• **Items**:
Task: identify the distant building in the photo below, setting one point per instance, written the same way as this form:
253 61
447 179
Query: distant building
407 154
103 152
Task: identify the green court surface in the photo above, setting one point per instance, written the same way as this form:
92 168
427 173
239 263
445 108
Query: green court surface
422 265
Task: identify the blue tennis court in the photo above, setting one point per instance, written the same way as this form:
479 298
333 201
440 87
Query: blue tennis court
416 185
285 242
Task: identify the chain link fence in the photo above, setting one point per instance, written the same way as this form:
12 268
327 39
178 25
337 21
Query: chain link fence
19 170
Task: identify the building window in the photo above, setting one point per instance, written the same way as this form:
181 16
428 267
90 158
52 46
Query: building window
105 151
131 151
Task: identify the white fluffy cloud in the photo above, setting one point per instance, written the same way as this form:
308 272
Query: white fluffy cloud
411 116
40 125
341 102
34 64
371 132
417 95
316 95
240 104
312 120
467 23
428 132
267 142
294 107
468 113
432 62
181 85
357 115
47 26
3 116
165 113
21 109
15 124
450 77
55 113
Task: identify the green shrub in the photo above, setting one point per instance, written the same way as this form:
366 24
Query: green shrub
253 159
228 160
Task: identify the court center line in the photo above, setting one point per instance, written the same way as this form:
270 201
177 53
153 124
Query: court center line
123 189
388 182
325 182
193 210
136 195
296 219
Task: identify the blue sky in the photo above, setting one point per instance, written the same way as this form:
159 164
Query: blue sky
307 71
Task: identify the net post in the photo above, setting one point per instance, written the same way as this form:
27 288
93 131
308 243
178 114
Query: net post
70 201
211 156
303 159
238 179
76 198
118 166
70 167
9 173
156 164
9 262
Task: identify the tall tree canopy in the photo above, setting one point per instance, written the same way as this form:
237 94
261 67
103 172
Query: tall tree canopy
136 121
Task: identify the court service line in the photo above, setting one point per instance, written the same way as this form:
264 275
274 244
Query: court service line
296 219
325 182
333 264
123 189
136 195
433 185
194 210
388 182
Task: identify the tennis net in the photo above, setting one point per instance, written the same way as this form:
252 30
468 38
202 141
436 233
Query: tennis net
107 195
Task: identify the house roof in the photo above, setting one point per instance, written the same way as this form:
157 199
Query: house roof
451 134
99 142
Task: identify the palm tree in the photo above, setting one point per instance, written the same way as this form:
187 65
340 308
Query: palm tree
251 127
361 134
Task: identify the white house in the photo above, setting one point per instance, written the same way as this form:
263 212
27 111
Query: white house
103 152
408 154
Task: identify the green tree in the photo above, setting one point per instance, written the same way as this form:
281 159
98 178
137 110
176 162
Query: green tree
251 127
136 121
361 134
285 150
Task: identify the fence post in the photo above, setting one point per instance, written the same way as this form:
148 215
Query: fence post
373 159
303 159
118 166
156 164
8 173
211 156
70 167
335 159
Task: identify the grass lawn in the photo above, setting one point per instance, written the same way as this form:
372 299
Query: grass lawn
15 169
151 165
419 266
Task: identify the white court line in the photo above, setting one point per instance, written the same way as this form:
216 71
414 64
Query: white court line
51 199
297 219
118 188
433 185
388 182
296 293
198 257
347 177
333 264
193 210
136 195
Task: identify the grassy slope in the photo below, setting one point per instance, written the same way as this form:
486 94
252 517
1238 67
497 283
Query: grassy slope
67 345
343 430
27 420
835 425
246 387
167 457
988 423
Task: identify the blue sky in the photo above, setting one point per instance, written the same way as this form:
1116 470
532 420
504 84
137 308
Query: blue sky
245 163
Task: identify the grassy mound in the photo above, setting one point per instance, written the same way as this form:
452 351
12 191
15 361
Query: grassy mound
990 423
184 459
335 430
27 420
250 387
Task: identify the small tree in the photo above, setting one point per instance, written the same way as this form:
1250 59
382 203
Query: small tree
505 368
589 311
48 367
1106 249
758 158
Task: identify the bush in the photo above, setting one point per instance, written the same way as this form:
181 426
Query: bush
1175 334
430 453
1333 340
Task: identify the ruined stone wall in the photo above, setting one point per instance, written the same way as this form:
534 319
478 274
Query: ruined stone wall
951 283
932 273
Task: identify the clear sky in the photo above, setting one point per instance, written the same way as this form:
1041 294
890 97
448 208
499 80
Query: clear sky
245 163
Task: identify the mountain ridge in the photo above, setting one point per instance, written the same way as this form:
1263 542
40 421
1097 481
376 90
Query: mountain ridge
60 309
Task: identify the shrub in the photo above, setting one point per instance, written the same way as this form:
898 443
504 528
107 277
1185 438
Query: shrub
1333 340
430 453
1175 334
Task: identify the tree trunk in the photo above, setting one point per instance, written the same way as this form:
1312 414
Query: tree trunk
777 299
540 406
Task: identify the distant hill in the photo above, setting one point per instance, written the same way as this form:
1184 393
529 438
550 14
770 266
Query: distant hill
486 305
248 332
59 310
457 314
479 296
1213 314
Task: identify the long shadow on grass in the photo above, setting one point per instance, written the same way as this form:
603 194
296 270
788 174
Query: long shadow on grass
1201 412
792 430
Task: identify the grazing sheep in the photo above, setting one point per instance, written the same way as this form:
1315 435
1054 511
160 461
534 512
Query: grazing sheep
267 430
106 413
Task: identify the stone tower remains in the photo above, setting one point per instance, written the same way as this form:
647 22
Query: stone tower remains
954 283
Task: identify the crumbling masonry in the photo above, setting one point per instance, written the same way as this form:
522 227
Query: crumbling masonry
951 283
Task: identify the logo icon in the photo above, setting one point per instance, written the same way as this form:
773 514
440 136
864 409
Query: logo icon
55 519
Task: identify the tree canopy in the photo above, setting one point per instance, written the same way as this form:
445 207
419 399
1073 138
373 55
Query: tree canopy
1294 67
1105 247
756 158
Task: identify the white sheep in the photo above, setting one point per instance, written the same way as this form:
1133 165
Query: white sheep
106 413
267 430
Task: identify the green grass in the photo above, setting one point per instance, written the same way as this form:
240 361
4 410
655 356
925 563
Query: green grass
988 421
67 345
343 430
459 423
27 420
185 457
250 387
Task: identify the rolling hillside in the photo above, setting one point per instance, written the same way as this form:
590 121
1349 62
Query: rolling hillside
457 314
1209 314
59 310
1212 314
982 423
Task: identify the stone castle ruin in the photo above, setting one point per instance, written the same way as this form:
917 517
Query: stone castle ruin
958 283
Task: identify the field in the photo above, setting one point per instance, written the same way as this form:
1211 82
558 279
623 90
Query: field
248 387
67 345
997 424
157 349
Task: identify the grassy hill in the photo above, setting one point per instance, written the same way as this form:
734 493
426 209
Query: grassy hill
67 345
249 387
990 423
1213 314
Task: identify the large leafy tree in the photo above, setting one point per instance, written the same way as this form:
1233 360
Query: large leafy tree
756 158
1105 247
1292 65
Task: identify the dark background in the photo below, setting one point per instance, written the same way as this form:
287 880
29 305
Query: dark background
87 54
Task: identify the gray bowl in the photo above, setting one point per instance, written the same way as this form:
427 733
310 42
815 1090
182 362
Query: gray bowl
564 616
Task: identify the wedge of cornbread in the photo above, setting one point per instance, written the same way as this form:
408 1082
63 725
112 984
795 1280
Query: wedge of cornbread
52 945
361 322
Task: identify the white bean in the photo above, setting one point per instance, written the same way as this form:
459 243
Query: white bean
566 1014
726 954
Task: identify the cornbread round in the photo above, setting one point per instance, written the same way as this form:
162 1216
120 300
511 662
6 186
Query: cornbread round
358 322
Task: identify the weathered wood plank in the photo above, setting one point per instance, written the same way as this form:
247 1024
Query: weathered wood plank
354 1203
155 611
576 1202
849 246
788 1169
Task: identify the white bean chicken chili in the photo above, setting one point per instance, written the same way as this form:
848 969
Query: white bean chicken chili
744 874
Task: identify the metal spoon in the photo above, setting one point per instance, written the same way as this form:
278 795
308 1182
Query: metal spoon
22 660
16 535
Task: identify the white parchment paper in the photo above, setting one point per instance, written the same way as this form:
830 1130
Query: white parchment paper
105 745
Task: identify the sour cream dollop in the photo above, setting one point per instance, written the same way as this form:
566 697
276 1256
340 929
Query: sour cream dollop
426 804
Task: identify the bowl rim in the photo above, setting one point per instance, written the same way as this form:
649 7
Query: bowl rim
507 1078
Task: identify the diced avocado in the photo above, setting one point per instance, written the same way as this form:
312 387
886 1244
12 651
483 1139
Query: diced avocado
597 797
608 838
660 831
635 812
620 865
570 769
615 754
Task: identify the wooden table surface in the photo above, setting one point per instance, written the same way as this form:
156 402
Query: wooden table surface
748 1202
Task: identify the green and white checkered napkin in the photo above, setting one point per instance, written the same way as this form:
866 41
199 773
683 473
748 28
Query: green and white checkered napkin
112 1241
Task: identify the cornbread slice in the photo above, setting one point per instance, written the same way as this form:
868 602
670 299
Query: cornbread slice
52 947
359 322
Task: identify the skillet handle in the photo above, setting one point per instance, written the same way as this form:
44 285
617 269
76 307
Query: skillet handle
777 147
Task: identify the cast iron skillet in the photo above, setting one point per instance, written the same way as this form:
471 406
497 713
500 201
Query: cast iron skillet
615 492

• **Aim**:
Beginning at the line that contains "Task: identify the wooden", retype each line of the listing up to and including the last one, exactly as it stands, and nothing else.

• **Exercise response**:
Task: identify the wooden table surface in the photo above, setting one point per instance, written the same way as this form:
156 402
Query: wooden table surface
748 1202
Task: identify the green and white checkered napkin in the photo above, setting one point per instance, written the same way as this form:
866 41
199 773
683 473
748 28
Query: green and white checkered napkin
112 1241
Task: identify the cornbread slice in the photo above, setting one point per instance, written the same way as this form:
868 602
670 299
Query: cornbread slice
52 947
359 322
Task: identify the skillet handle in the photo above, setting one point per instance, written the same way as this form:
44 285
617 269
76 307
Query: skillet handle
777 147
Task: identify the cast iron skillet in the photo above, setting one point per instance, written the same way as this form:
471 406
497 713
500 201
Query: cast iron skillet
615 492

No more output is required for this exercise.